◆ **TEXTE DE LECTURE**
------------------------

Dimanche 24 décembre 2023

« Éclaire ce que tu aimes sans toucher à son ombre. »
Christian Bobin, exergue de son livre « Éloge du rien »

Dans les pays chrétiens et même au-delà nous fêtons Noël.

C’est-à-dire la nativité de Jésus, personnage central du Christianisme.

Je fais partie, sur un réseau social, d’un groupe d’amis de Christian Bobin. Une des participantes a accompagné l’exergue de « l’éloge du rien » : « Éclaire ce que tu aimes sans toucher à son ombre. » par une reproduction de ce magnifique tableau : Le nouveau-né.

Wikipédia explique : C’est un tableau du peintre lorrain Georges de La Tour, peint vers 1648, et conservé au musée des beaux-arts de Rennes. Cette huile sur toile représente une Nativité : la Vierge Marie tient l’Enfant Jésus emmailloté, en compagnie de sainte Anne qui éclaire la scène à la bougie.

« Chef-d’œuvre d’entre les chefs-d’œuvre » de Georges de La Tour, la toile est un sommet du clair-obscur, et tire également sa popularité du fait que les signes religieux s’effacent pour donner à la scène une portée universelle : celle de la célébration du mystère de la naissance d’un enfant. Noël est la fête de la nativité.

Car il est vrai que si Noël est une fête religieuse, aujourd’hui il s’agit aussi d’un monument de la culture occidentale qui est une fête des enfants, une fête familiale dans laquelle le fondement religieux s’est estompé.

J’ai déjà consacré plusieurs mots du jour à Noël.

En décembre 2013 : « Le cadeau de Noël. Histoire d’une invention. »

Et ce même mois, lundi 30 décembre 2013, je parlais de la persécution des chrétiens dans le monde : « Comme se fait-il qu’en Occident sécularisé, règne « le silence de Noël sur les chrétiens persécutés ? ».

Dans différents mots du jour j’ai expliqué ma réticence devant les religions monothéistes, en insistant toujours sur le désir de spiritualité des femmes et des hommes que je distinguais de la religion en reprenant ce propos percutant de Régis Debray : « La spiritualité prépare à la mort, la religion prépare les obsèques. »

Notre culture, notre calendrier, nos fêtes, Noël, restent ancrés dans notre héritage chrétien

Mais nous sommes devenus indifférents à celles et ceux qui partagent cet héritage.

------------------------

◆ **EXTRAITS DE DONNÉES**
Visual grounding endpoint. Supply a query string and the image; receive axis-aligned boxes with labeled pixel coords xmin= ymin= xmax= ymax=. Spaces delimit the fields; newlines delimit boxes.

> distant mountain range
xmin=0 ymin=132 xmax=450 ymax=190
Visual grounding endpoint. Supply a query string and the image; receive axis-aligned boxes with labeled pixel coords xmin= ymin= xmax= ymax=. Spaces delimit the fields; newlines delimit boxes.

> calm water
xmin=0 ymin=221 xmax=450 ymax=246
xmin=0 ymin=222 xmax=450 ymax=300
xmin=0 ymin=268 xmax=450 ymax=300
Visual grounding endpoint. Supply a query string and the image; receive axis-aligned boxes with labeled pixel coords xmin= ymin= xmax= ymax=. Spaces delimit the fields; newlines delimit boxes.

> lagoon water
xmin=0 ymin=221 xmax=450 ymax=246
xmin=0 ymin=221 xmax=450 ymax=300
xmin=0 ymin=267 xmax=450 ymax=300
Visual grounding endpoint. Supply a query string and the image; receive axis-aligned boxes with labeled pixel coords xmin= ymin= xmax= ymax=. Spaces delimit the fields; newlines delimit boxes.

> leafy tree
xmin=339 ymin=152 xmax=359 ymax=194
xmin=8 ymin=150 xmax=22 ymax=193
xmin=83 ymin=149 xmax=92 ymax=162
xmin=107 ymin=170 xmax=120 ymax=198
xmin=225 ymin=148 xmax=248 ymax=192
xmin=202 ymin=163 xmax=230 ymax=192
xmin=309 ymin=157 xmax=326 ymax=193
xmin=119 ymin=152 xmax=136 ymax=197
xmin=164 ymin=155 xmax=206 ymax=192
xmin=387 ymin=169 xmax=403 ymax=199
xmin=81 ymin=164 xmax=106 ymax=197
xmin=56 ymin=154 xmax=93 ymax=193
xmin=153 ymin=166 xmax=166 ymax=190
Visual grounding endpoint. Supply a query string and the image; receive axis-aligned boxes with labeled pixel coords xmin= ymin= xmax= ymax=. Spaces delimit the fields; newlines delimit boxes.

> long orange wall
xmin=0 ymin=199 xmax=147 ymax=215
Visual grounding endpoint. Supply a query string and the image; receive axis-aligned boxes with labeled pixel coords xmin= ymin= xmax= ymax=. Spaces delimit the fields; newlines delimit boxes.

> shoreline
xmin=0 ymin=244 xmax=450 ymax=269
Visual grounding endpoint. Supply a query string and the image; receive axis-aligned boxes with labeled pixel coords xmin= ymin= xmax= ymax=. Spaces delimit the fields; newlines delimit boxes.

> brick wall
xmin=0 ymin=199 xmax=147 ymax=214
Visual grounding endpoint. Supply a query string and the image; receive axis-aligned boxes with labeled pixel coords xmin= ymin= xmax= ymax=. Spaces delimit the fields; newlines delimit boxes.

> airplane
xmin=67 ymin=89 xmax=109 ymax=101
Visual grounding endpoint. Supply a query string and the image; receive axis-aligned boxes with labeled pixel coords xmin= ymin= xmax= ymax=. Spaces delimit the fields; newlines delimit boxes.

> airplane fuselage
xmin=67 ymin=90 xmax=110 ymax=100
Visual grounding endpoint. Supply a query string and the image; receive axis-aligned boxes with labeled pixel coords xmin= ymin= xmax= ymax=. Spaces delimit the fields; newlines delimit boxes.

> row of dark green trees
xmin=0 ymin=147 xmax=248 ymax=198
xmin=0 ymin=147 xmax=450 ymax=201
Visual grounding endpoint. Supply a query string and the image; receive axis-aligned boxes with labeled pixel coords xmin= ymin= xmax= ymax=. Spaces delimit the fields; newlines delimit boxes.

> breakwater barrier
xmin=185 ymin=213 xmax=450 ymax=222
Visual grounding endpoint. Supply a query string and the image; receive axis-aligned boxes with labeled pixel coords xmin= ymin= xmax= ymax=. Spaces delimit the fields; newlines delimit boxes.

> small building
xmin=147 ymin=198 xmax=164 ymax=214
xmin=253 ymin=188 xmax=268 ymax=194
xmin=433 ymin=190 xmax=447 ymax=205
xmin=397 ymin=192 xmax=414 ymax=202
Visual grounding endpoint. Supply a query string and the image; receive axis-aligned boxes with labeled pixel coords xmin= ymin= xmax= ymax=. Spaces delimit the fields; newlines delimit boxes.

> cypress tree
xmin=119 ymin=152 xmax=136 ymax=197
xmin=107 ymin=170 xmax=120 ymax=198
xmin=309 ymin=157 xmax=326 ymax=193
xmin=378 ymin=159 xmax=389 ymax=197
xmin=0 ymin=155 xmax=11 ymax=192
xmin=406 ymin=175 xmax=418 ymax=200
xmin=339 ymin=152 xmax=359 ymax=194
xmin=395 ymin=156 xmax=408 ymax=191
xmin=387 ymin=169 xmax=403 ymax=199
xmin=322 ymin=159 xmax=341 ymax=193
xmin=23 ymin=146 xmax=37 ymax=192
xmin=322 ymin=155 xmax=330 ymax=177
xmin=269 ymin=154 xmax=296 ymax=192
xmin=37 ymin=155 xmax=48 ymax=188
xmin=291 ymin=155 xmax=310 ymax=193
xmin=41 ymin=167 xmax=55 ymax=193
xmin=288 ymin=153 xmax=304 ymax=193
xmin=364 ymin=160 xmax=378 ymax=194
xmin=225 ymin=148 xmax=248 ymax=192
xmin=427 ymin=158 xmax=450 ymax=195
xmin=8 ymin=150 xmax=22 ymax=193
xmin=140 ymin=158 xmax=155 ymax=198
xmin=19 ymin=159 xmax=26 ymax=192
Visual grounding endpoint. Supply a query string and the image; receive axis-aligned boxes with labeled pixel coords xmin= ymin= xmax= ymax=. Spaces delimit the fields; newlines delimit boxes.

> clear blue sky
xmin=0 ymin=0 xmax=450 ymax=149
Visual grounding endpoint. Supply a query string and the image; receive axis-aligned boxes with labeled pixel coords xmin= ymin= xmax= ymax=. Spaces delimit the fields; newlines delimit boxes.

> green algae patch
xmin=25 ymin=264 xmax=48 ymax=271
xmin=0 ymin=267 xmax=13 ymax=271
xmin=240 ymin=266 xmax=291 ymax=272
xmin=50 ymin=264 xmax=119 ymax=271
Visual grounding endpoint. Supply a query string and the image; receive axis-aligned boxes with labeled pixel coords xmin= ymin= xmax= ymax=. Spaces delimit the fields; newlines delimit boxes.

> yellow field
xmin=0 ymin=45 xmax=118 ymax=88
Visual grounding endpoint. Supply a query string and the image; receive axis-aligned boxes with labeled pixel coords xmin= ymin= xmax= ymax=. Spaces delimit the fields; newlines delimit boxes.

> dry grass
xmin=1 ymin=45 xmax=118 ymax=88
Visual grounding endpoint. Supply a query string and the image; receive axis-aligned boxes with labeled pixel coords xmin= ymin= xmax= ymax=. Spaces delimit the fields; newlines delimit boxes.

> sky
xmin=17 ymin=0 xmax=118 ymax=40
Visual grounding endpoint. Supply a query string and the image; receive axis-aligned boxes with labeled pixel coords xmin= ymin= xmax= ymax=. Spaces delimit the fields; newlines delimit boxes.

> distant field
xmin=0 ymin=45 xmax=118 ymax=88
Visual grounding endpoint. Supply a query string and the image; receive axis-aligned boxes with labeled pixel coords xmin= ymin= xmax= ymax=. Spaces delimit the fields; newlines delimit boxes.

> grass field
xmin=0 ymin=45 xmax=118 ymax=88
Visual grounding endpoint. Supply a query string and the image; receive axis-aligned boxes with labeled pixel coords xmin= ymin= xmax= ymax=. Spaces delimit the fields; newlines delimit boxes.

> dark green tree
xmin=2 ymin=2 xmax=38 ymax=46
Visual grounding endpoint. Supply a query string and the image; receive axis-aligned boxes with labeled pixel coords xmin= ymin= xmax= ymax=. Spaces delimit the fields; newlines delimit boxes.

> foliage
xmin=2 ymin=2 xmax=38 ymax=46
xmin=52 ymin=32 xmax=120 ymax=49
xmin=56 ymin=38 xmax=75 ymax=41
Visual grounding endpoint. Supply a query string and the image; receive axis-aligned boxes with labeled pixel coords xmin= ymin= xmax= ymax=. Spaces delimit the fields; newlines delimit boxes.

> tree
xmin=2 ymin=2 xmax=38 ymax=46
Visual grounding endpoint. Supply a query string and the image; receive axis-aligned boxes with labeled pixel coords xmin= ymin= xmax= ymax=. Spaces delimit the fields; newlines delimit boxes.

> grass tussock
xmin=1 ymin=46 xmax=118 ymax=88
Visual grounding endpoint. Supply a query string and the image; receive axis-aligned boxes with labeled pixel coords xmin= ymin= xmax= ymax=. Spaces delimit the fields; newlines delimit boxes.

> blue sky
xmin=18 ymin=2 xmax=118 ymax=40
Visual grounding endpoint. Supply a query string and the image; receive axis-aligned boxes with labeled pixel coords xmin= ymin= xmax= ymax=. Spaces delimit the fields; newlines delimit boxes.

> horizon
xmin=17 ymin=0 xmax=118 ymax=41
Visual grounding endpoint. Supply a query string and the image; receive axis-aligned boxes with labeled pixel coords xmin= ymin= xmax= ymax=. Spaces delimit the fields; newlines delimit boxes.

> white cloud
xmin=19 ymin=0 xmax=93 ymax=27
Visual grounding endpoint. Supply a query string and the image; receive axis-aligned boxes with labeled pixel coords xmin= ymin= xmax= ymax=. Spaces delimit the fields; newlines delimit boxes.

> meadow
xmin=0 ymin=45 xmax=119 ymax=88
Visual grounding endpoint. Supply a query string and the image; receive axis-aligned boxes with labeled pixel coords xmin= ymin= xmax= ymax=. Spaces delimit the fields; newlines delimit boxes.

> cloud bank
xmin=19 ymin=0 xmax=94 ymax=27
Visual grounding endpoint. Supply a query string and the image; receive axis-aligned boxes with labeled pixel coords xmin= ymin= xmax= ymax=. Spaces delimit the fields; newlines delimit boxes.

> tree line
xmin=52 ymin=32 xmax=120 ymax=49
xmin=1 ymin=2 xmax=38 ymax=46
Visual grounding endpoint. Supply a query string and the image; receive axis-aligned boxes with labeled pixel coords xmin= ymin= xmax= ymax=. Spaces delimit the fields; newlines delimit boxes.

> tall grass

------------------------

◆ **PROBLÈMES À RÉSOUDRE**
1. Selon le texte sur Noël, dans quel musée est conservé le tableau « Le nouveau-né » de Georges de La Tour ?
2. Poursuivez le texte sur Noël et le tableau de Georges de La Tour à partir de sa dernière phrase.

◆ **RÉPONSES FOURNIES**
1. Au musée des beaux-arts de Rennes.

2.
« Plus de 360 millions de chrétiens ont été “fortement persécutés et discriminés” en raison de leur foi dans le monde en 2022, selon un rapport de l’ONG Portes ouvertes »

C’est ce que nous pouvons lire sur le site de <France Info>

En 2016, j’essayais simplement parler de la fête de « Noël » m’interrogeant s’il ne s’agissait pas d’une fête païenne célébrant le solstice d’hiver.

Et enfin, j’ai encore parlé de Noël, en donnant, fin 2019, <les recettes des gâteaux de Noël alsaciens>.

Pourquoi reparler de Noël, cette année ?

Parce que j’ai été interpellé par cette publication de Céline Pina :


D’abord j’ai voulu vérifier, beaucoup de sources donnent la même information :

Air France demande à son personnel dans un mail interne, d’employer le terme « Joyeuses fêtes » et non « Joyeux Noël ». L’entreprise justifie ce choix :

« La marque Air France ne doit pas être associée à des fêtes religieuses, nous ne faisons pas référence à Noël. »

Et grâce à ce site, j’ai appris que Audi suivait la même politique.

Nous constatons qu’il faut attendre la compagnie d’un pays d’Islam assumé pour pouvoir encore entendre le souhait « Joyeux Noël » ou « Merry Christmas » dans un avion !

Si des personnes bien pensantes continuent à dire que le wokisme n’a pas atteint la France, je me demande comment ce comportement d’une entreprise occidentale et franco-néerlandaise peut être qualifié ?  Je comprends que cette entreprise mondialisée ne veut plus assumer son occidentalité. Noël n’est pas que religieux, il est aussi un élément incontournable de la culture occidentale.

Nous avons un problème d’intégration massif, avant d’avoir des problèmes d’immigration.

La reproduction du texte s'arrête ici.